Aşağıdaki listede "stream" kelimesini içeren bütün satırları toplayıp aynen aktarır mısın? Büyük-küçük harf ayrımı gözetilmeli.

******

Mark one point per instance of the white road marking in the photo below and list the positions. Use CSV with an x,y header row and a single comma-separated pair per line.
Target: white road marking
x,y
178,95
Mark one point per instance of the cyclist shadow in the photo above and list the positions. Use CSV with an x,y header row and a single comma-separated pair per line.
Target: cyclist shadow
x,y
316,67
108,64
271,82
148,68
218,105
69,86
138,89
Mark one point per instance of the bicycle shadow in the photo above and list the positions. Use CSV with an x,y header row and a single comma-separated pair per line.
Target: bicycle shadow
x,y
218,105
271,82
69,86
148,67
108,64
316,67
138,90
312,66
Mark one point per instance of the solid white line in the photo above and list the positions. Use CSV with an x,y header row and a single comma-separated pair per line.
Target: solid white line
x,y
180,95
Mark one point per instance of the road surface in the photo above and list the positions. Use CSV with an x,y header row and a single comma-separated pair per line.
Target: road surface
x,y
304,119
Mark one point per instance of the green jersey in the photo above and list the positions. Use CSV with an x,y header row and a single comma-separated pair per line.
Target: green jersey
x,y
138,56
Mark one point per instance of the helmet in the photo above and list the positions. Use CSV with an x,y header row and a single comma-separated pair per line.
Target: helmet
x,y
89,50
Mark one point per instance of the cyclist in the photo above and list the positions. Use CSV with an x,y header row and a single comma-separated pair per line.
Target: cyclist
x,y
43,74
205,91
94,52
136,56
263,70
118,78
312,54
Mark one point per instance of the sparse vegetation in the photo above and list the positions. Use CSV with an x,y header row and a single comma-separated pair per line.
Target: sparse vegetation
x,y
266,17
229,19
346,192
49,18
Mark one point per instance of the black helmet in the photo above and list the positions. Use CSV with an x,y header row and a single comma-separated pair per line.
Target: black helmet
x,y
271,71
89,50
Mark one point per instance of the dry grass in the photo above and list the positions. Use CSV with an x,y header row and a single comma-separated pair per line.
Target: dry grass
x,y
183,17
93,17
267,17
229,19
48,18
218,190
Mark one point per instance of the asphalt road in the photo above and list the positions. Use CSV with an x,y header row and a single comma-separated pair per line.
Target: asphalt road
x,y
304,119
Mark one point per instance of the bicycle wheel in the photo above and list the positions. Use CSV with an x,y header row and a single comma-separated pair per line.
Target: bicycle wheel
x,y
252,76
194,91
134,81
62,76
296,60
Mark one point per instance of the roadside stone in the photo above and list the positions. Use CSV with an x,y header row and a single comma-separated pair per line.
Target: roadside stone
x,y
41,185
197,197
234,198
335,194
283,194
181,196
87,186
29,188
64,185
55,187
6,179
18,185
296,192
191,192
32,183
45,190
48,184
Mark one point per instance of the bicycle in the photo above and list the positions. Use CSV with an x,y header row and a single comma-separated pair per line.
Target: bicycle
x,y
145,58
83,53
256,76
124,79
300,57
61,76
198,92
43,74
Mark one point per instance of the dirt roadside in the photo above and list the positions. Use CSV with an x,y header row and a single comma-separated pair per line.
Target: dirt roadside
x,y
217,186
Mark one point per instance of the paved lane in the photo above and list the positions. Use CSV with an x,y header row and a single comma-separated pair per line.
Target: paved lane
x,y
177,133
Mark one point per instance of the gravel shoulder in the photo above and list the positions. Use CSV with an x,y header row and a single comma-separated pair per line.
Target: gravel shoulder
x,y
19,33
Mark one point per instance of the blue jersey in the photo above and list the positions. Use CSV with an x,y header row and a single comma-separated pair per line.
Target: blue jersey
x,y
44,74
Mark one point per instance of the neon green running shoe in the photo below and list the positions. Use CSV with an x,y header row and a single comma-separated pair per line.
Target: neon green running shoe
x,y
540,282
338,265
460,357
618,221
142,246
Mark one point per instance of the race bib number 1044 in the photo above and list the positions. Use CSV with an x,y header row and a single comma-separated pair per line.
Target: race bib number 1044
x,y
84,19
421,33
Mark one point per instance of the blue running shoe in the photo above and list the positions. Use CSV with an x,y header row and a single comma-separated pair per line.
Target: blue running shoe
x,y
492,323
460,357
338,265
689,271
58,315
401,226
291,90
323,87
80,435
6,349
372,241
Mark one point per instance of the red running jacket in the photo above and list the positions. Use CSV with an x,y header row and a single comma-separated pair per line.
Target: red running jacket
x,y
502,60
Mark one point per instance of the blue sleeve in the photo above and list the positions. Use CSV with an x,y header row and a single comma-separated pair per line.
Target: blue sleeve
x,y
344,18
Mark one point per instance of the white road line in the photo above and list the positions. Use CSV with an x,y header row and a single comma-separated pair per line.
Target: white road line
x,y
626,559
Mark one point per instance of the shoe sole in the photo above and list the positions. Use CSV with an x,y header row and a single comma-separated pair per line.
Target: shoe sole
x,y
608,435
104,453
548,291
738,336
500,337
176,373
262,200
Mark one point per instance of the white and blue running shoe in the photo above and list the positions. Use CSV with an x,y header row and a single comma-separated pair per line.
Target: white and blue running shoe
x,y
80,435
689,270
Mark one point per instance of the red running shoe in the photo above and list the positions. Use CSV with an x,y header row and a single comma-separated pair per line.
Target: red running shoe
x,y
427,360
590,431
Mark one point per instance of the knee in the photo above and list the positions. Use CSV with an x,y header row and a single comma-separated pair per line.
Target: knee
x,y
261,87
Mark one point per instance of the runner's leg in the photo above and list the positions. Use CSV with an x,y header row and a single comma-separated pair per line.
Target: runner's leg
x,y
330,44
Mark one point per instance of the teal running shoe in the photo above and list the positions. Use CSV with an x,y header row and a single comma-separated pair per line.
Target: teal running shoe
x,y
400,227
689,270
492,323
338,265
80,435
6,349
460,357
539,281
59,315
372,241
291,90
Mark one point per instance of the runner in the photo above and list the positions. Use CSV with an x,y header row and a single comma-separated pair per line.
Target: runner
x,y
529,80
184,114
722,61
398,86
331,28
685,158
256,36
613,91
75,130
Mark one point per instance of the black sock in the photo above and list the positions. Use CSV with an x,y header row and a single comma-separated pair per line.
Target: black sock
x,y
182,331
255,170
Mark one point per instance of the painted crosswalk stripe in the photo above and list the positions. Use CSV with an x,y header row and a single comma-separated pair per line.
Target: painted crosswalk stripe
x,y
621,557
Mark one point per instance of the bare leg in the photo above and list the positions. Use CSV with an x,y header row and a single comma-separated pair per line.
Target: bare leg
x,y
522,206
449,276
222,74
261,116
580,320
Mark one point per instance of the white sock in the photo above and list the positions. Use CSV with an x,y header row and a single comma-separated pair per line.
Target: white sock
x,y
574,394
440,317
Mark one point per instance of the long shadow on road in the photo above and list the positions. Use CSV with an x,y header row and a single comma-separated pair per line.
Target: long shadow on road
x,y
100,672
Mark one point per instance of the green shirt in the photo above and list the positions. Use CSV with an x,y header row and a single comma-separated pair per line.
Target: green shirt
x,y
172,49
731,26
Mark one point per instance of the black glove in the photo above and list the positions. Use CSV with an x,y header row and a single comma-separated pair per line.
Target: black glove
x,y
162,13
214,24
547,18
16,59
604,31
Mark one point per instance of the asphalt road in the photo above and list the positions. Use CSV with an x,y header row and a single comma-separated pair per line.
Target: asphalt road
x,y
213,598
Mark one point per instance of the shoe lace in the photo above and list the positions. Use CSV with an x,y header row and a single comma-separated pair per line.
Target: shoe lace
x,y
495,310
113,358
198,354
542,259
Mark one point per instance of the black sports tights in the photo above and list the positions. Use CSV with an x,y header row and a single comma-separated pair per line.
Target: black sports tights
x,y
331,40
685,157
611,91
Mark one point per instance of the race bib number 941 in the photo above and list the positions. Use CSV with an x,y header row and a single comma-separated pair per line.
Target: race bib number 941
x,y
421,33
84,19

******

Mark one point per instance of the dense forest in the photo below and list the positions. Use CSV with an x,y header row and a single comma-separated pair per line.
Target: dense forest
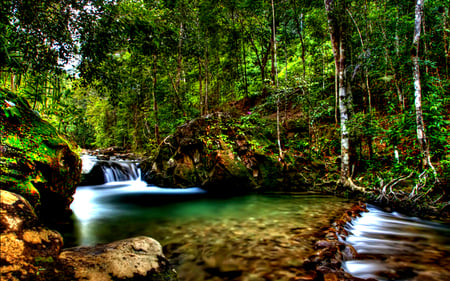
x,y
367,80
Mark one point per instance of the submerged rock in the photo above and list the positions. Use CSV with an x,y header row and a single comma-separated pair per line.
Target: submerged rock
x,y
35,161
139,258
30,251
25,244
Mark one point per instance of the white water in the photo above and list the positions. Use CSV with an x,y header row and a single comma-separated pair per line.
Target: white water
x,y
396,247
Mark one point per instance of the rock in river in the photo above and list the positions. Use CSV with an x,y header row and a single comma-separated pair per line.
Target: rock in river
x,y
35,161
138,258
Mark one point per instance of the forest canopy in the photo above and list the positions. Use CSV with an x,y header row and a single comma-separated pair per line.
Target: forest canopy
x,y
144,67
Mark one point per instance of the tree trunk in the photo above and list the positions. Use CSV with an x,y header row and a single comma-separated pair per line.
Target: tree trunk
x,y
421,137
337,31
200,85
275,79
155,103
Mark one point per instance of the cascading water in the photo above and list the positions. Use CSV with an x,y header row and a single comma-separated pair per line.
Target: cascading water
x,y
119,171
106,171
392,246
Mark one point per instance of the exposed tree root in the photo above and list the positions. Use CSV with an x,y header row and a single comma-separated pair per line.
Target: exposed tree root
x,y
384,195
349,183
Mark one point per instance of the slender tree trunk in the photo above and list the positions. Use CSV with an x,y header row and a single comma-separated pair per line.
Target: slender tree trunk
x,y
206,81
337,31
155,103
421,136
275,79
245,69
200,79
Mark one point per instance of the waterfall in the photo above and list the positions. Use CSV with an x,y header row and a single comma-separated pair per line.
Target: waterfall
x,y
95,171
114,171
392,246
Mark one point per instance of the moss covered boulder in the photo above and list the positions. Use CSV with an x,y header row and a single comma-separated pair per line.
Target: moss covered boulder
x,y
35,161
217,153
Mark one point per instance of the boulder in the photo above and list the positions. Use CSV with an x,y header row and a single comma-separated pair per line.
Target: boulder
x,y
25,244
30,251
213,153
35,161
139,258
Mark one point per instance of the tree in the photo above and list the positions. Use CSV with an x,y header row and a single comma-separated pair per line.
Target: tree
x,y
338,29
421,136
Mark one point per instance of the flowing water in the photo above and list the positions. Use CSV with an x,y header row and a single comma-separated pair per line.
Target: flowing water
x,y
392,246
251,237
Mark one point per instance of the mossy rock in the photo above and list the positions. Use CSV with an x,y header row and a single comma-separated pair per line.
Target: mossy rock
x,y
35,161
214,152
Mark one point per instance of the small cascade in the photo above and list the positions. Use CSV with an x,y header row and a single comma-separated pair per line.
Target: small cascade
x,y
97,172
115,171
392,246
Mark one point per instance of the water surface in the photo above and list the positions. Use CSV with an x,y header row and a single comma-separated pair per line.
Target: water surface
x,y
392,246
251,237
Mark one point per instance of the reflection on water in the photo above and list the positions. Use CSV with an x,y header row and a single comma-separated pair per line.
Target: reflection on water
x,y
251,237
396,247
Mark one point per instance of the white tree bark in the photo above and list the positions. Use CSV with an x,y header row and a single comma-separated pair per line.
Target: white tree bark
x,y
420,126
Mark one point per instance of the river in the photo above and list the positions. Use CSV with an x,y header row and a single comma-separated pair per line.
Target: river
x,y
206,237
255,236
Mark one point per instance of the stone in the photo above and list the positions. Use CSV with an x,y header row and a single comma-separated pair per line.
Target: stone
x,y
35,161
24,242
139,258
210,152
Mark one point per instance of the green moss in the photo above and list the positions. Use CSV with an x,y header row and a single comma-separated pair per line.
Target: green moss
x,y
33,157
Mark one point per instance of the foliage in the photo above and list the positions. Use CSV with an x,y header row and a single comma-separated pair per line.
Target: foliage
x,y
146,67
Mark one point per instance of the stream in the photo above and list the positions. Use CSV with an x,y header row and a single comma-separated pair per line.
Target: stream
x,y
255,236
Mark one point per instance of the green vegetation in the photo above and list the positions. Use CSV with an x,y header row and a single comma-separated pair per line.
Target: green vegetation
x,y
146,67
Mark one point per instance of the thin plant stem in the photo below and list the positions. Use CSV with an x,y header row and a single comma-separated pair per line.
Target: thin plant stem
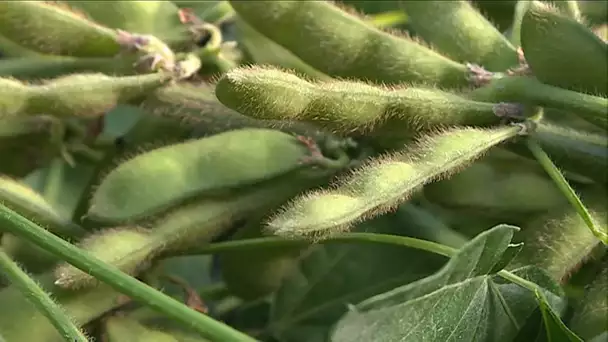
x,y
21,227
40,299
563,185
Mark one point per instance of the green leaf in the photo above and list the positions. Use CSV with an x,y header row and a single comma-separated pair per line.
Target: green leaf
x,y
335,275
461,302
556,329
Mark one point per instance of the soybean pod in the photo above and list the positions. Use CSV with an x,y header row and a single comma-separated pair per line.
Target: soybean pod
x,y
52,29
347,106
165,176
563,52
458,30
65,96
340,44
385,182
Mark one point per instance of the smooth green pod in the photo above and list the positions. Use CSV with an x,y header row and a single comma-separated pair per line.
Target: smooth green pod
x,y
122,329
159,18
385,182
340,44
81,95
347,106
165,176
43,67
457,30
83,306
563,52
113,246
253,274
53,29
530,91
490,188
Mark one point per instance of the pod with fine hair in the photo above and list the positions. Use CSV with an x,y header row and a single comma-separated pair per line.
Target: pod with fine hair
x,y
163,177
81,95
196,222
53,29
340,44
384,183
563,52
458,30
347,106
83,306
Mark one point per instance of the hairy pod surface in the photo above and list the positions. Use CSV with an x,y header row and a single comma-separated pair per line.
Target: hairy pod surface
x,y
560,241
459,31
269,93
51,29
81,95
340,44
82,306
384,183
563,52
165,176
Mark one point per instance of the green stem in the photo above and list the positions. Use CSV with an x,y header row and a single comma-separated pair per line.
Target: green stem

******

- Alıştırma yanıtı
Mark one point per instance of the stream in the photo above and list the positions. Use CSV with an x,y header row and a single comma-separated pair per line.
Target: stream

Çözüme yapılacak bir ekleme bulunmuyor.